Listing from a data collection →

--

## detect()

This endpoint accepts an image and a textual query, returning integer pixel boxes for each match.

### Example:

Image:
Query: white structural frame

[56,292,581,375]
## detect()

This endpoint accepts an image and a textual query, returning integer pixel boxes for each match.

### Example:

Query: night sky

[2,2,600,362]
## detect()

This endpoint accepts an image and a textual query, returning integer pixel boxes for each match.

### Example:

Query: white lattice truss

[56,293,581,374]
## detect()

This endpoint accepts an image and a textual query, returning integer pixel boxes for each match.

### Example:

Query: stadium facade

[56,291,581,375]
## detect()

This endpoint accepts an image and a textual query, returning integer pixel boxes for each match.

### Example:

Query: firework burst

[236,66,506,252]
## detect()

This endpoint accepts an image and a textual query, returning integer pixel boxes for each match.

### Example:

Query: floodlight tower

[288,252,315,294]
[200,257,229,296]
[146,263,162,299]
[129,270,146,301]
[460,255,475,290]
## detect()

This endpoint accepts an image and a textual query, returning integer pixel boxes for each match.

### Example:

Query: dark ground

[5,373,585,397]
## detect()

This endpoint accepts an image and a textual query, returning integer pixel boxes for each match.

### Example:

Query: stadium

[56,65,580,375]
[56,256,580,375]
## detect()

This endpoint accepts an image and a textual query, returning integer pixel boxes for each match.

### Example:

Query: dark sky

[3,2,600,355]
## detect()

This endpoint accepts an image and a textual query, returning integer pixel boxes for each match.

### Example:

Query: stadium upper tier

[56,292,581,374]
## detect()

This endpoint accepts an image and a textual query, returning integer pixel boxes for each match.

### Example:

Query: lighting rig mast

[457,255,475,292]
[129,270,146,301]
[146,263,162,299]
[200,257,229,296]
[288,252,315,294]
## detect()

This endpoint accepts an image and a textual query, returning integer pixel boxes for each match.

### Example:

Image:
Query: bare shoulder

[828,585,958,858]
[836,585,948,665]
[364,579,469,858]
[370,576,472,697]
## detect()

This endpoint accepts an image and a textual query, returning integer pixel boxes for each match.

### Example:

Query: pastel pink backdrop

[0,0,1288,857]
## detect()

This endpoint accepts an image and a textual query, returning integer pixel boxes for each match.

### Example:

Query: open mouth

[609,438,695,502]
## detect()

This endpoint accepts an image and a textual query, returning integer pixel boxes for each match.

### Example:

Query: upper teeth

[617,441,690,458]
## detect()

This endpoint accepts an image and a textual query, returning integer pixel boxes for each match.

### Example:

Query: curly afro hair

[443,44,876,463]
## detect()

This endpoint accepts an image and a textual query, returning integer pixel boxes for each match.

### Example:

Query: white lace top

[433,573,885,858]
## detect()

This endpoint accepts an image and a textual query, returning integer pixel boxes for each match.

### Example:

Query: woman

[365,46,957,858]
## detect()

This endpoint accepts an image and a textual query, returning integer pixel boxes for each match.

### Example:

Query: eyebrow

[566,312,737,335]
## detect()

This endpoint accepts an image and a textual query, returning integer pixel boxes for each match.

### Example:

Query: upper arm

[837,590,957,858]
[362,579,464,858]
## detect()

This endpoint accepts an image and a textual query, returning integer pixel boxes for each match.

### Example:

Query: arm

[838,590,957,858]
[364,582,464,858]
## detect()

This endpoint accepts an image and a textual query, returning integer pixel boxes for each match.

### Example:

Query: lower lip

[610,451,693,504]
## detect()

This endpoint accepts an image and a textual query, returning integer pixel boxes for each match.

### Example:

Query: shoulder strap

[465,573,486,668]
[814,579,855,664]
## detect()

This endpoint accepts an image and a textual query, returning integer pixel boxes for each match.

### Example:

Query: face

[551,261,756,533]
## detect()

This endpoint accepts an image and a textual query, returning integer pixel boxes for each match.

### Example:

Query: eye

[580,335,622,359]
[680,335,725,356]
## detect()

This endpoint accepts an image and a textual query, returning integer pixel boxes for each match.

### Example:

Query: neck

--

Prompt →
Render the listing, from its first line through the line containing "[3,2,600,355]", as a Markdown table with the columns Row and Line. Give each line its own numbered row and leave out blank lines.

Solution to this problem →
| Row | Line |
|---|---|
| 1 | ## detect() |
| 2 | This endpoint accepts an image and a textual query, returning integer pixel boxes for each match. |
| 3 | ### Example: |
| 4 | Image: |
| 5 | Query: white structural frame |
| 6 | [56,292,581,375] |
| 7 | ## detect() |
| 8 | This endpoint accepts an image and a textual query, returning integer pixel boxes for each match. |
| 9 | ### Example: |
| 10 | Query: night sky |
| 11 | [2,2,600,362] |
| 12 | ## detect() |
| 13 | This endpoint accepts an image and a textual query, returning integer pixel boxes for each match. |
| 14 | ### Example: |
| 15 | Query: white lattice truss |
| 16 | [56,293,581,374] |
| 17 | ## detect() |
| 18 | This endpoint accepts an image and a textual query, returning integer pixel boxes for each match. |
| 19 | ### Example: |
| 20 | Query: stadium facade |
| 21 | [56,291,581,375] |
| 22 | ## detect() |
| 23 | This endpoint accepts an image and a textual query, returning integer pixel boxes for each match. |
| 24 | ### Example: |
| 25 | Query: firework burst |
| 26 | [236,66,506,252] |
| 27 | ## detect() |
| 28 | This endpoint accepts an image and a textual query, returning integer pixel boxes for each match. |
| 29 | ### Example: |
| 30 | Query: floodlight tower |
| 31 | [288,252,315,294] |
| 32 | [200,257,229,296] |
| 33 | [146,263,162,299] |
| 34 | [129,270,146,301] |
| 35 | [460,255,475,290] |
| 36 | ## detect() |
| 37 | This endpoint accepts an image and a textual query, returning integer pixel boxes for each match. |
| 38 | ### Example: |
| 39 | Query: dark ground |
| 40 | [5,373,585,397] |
| 41 | ## detect() |
| 42 | This endpoint accepts an image and a textual query, returning integer pixel boxes for each match. |
| 43 | ### Example: |
| 44 | Query: stadium |
| 45 | [56,65,580,375] |
| 46 | [56,256,580,375] |
| 47 | ## detect() |
| 48 | This endpoint accepts an image and a textual query, returning integer pixel boxes for each match. |
| 49 | ### Example: |
| 50 | Query: dark sky |
| 51 | [3,2,600,355] |